*CONSIGNES*
1. Dans le texte sur le vin et l’art de la transgression, relève toutes les actions énumérées dans la phrase qui se termine par « n’est pas à la portée du premier venu ».
2. Reprends le texte sur le vin et l’art de la transgression juste après sa dernière phrase.

*BLOC DE TEXTE*
L’art du détournement, à la Magritte, « ceci n’est pas une pipe », forme de bras d’honneur aux conventions de l’art officiel, la magie du contre-pied à la Garrincha, geste inné qui ravale au rang de besogneux le commun des autres joueurs, toutes les formes de transgression des règles, surtout si elles ne sont pas que des provocations gratuites, m’attirent. M’enchantent même. Me remettent à ma juste place. Aller par-delà le lac du miroir, se mettre en danger, explorer des territoires vierges, suivre ses intuitions, défricher les marges sans se marginaliser, inventer n’est pas à la portée du premier venu. Dans le monde de la vigne et du vin débusquer ces oiseaux rares n’est pas aisé car lorsqu’on va au-delà l’imposture du discours des stars, « on ne fait pas le vin avec des mots », d’une certaine exploitation médiatique de la position d’exclu, il est fréquent de se heurter au peu de goût pour la publicité de ces originaux. Alors, pour les atteindre, il faut recourir à des subterfuges, venir les mains dans les poches, comme ça, sans cahiers, ni micros, accompagné d’un contact, pour papoter, « bonjour j’ai aperçu de la lumière, et je me suis permis d’entrer… » Je pousse un peu mais, en général, c’est la bonne méthode pour aborder l’oiseau rare.

(Lignes d’un jeu de données)
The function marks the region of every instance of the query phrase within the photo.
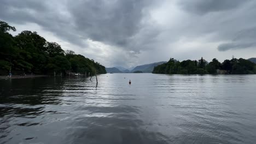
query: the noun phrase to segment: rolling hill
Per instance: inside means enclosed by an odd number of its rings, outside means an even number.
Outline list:
[[[119,69],[113,67],[113,68],[106,68],[106,70],[108,73],[123,73],[123,71],[120,70]]]
[[[132,70],[131,72],[134,72],[135,71],[142,71],[144,73],[152,73],[154,69],[154,67],[166,62],[160,62],[157,63],[138,65],[133,70]]]

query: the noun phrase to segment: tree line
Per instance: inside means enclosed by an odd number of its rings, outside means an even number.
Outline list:
[[[57,43],[47,41],[36,32],[24,31],[13,37],[10,31],[16,29],[0,21],[0,75],[107,73],[99,63],[72,51],[65,51]]]
[[[187,60],[181,62],[171,58],[166,63],[155,67],[154,74],[255,74],[256,64],[242,58],[234,57],[220,63],[216,58],[208,63],[202,57],[198,61]]]

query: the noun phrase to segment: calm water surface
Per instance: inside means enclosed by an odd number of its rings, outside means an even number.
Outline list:
[[[0,143],[256,142],[256,75],[98,79],[0,80]]]

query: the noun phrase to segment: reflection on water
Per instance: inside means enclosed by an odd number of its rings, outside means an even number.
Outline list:
[[[0,80],[0,143],[256,141],[255,75],[98,79]]]

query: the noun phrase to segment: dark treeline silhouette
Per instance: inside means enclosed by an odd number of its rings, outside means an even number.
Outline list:
[[[24,31],[13,37],[14,27],[0,21],[0,75],[11,73],[53,75],[69,72],[105,74],[105,67],[72,51],[65,51],[36,32]]]
[[[164,64],[155,67],[154,74],[255,74],[256,64],[243,58],[232,58],[222,63],[214,58],[208,63],[202,57],[199,61],[181,62],[171,58]]]

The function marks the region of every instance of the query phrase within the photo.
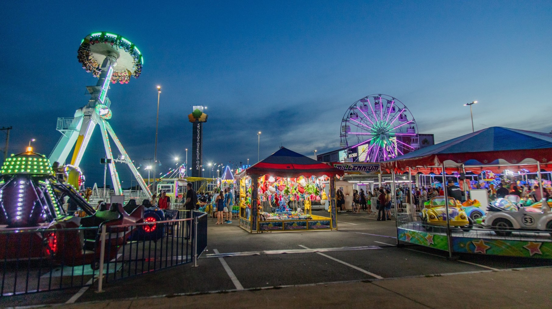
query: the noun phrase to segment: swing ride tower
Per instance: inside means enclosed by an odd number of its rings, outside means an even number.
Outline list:
[[[50,156],[50,161],[78,167],[94,129],[99,125],[106,158],[108,162],[111,159],[111,162],[107,164],[115,195],[122,194],[115,165],[117,162],[128,165],[140,187],[151,197],[151,192],[144,178],[108,122],[113,116],[109,109],[111,102],[107,96],[109,83],[128,84],[131,77],[140,76],[144,64],[141,53],[134,44],[120,35],[97,32],[82,40],[77,58],[83,69],[98,78],[98,83],[95,86],[86,87],[90,99],[86,105],[77,110],[74,117],[57,118],[56,129],[62,136]],[[110,137],[120,154],[117,158],[113,157]],[[72,155],[68,160],[73,147]]]

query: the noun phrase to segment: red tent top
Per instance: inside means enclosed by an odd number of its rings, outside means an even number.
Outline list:
[[[530,170],[536,166],[522,165],[537,161],[543,169],[552,166],[552,134],[492,127],[398,156],[380,165],[382,169],[402,171],[409,167],[428,169],[444,162],[447,167],[464,165],[466,171],[475,172],[493,169],[481,165],[498,164],[519,164],[520,169]]]
[[[247,169],[247,175],[296,178],[300,176],[333,177],[343,171],[282,147],[270,156]]]

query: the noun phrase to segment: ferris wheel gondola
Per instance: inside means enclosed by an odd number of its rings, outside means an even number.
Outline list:
[[[355,160],[381,162],[418,148],[418,128],[412,113],[398,99],[383,94],[353,103],[341,121],[340,145]]]

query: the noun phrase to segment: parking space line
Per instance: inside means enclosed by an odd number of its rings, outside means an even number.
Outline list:
[[[430,253],[429,252],[424,252],[423,251],[420,251],[420,250],[415,250],[414,249],[411,249],[410,248],[402,248],[403,249],[405,249],[406,250],[410,250],[411,251],[414,251],[415,252],[418,252],[418,253],[423,253],[424,254],[428,254],[428,255],[430,255],[430,256],[433,256],[434,257],[440,257],[440,258],[447,258],[447,257],[445,257],[445,256],[440,256],[439,254],[434,254],[433,253]]]
[[[362,234],[363,235],[370,235],[370,236],[373,236],[384,237],[386,237],[386,238],[395,238],[395,239],[397,238],[397,237],[396,237],[395,236],[387,236],[387,235],[378,235],[378,234],[370,234],[370,233],[363,233],[363,232],[352,232],[352,231],[343,231],[342,230],[339,230],[339,231],[340,232],[345,232],[346,233],[354,233],[355,234]]]
[[[71,296],[71,297],[68,300],[65,302],[65,303],[74,303],[75,302],[77,301],[77,300],[78,299],[78,297],[82,296],[82,295],[84,294],[84,292],[86,292],[88,289],[88,288],[90,288],[90,286],[91,286],[91,285],[92,284],[92,283],[93,281],[94,281],[94,278],[93,277],[90,278],[90,280],[88,280],[88,282],[86,283],[86,286],[83,286],[82,288],[81,288],[81,289],[78,290],[78,292],[77,292],[76,293],[75,293],[74,295]]]
[[[216,249],[213,249],[213,252],[215,252],[216,254],[219,254],[219,251]],[[228,274],[228,277],[230,277],[230,280],[232,280],[232,283],[234,284],[236,286],[236,289],[238,291],[243,289],[243,286],[240,283],[240,280],[238,280],[237,277],[234,274],[234,272],[232,271],[230,269],[230,267],[226,263],[226,261],[224,261],[222,258],[219,258],[219,261],[220,261],[220,263],[222,264],[222,267],[224,268],[224,270],[226,271],[226,273]]]
[[[305,247],[305,246],[303,246],[302,245],[299,245],[299,247],[304,248],[305,249],[310,249],[310,248]],[[366,274],[367,275],[369,275],[370,276],[372,276],[373,277],[374,277],[375,278],[383,279],[383,277],[382,277],[381,276],[379,276],[379,275],[376,275],[376,274],[375,274],[374,273],[370,273],[370,272],[369,272],[368,270],[365,270],[364,269],[363,269],[362,268],[360,268],[360,267],[357,267],[357,266],[355,266],[354,265],[352,265],[352,264],[349,264],[348,263],[347,263],[346,262],[343,262],[343,261],[341,261],[341,259],[337,259],[337,258],[336,258],[335,257],[331,257],[331,256],[328,256],[327,254],[325,254],[324,253],[322,253],[322,252],[316,252],[316,254],[320,254],[321,256],[322,256],[323,257],[327,257],[327,258],[329,258],[330,259],[333,259],[333,261],[335,261],[336,262],[337,262],[338,263],[341,263],[341,264],[343,264],[343,265],[345,265],[346,266],[348,266],[349,267],[351,267],[351,268],[353,268],[354,269],[356,269],[356,270],[358,270],[359,272],[360,272],[364,273],[365,273],[365,274]]]
[[[498,268],[493,268],[490,267],[489,266],[485,266],[485,265],[481,265],[480,264],[477,264],[476,263],[472,263],[471,262],[468,262],[467,261],[462,261],[461,259],[459,259],[458,261],[458,262],[461,262],[462,263],[465,263],[466,264],[469,264],[470,265],[474,265],[475,266],[479,266],[480,267],[482,267],[484,268],[487,268],[487,269],[490,269],[491,270],[498,270]]]
[[[396,247],[397,246],[396,245],[391,245],[390,243],[388,243],[386,242],[381,242],[381,241],[376,241],[375,240],[374,241],[374,242],[377,242],[378,243],[381,243],[383,245],[387,245],[388,246],[392,246],[393,247]]]
[[[358,225],[356,223],[349,223],[348,222],[343,222],[342,221],[338,221],[337,222],[339,222],[339,223],[347,223],[347,224],[352,224],[353,225]]]

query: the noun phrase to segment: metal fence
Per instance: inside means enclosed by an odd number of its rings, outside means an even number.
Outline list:
[[[207,216],[200,212],[173,220],[102,225],[99,231],[6,229],[0,232],[0,292],[6,296],[94,281],[100,291],[104,281],[188,263],[197,265],[206,245]]]
[[[3,260],[0,295],[61,290],[89,285],[98,274],[84,237],[97,227],[6,229],[0,232]]]

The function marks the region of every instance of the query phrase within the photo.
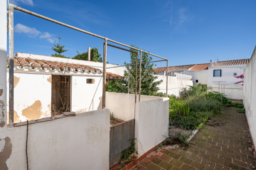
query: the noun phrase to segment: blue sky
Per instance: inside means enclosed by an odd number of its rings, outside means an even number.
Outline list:
[[[25,9],[169,60],[169,66],[250,58],[256,44],[256,0],[10,0]],[[51,56],[58,43],[72,57],[103,40],[15,11],[14,51]],[[154,60],[158,60],[153,58]],[[108,47],[122,64],[128,52]],[[165,66],[165,62],[157,63]]]

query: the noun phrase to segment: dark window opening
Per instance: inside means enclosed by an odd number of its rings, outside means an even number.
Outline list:
[[[221,70],[213,70],[213,76],[221,76]]]
[[[52,116],[70,112],[70,76],[52,75]]]

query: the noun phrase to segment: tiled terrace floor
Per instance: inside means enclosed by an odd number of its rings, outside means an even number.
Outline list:
[[[255,170],[245,114],[227,108],[216,120],[222,126],[204,126],[186,149],[161,148],[132,170]]]

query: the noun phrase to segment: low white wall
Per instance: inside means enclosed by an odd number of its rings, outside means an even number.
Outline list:
[[[199,83],[202,84],[207,84],[208,70],[188,72],[188,74],[192,76],[193,83],[194,84],[197,84]],[[196,82],[197,80],[198,82]]]
[[[136,149],[139,156],[168,136],[169,98],[136,103]]]
[[[7,123],[9,122],[9,74],[7,73]],[[51,75],[14,72],[14,122],[51,116]]]
[[[102,108],[102,78],[100,76],[71,76],[71,108],[81,112]],[[95,80],[94,84],[87,84],[86,79]]]
[[[158,86],[160,88],[159,92],[166,93],[166,76],[157,75],[158,78],[156,81],[163,80],[163,82]],[[178,80],[176,77],[168,76],[168,94],[174,94],[179,96],[180,90],[184,88],[188,88],[188,86],[193,86],[192,80]]]
[[[244,72],[243,104],[251,138],[256,144],[256,46]],[[254,148],[255,150],[255,148]]]
[[[27,126],[8,128],[7,133],[8,168],[27,169]],[[109,154],[108,109],[29,125],[30,170],[108,170]]]
[[[161,98],[149,96],[141,96],[141,101]],[[139,95],[137,95],[137,102]],[[127,121],[134,118],[135,95],[106,92],[106,108],[109,108],[114,118]]]
[[[219,92],[223,93],[227,96],[227,98],[231,99],[243,100],[243,89],[241,84],[228,84],[228,86],[219,86]],[[211,86],[212,90],[215,92],[219,92],[219,85],[217,84],[210,84],[208,87]]]

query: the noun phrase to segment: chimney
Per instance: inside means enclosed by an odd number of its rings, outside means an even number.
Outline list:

*RÉPONSES*
1.
- aller par-delà le lac du miroir
- se mettre en danger
- explorer des territoires vierges
- suivre ses intuitions
- défricher les marges sans se marginaliser
- inventer

2.
J’adore me faire conduire. Cet après-midi là le ciel inquiétait affichant de lourds bubons, bas et charbonneux. Mon guide, qui ne se prénommait pas Nathalie, au volant de son 4x4 agricole, après nous avoir fait traverser une cotriade de zones pavillonnaires, virait pour aborder un chemin de terre s’enfonçant dans la garrigue. Loin de l’imagerie des vignobles bien léchés environnant des bastides, des mas ou parfois des châteaux, le paysage évoquait le pastoralisme d’antan. Tel était donc le lieu où le père de Paul – c’est le prénom de notre vigneron – débarquant d’Algérie, s’installait pour élever des moutons. C’est un lieu de bout du monde, une enclave de solitude, de ce genre de beauté qui plaît tant aux esthètes urbains qui n’ont qu’une hâte : revenir bien vite dans le cocon douillet d’un bar de grand hôtel pour en parler. Quel mouche a donc piqué le père de Paul, Alain, de créer de toute pièce un vignoble de12 ha à 150 mètres d'altitude sur ces terres arides, avec bien sûr des rendements très bas et de ne choisir que des cépages blancs ? Je ne lui ai pas posé la question mais, dans l’espace de temps que j’ai passé sur les hautes terres de Camberousse, j’y vois un désir intime, à la fois atavique – Alain est fils de viticulteur – et pionnier, de défricher, de se réapproprier toutes les facettes du beau métier de vigneron en n’empruntant pas les chemins ordinaires. Mais ce souci de singularité, le lieu, la bergerie : haut et vaste hangar ouvert à tous les vents transformé en lieu de vinification et de stockage, le choix des cépages blancs, la patience et l’opiniâtreté de la démarche à contre-courant, ne s’est pas traduit par un isolement hautain : Alain Reder a été un membre actif du Syndicat des Coteaux-du-Languedoc et Paul est aussi partie prenante de la nouvelle ODG.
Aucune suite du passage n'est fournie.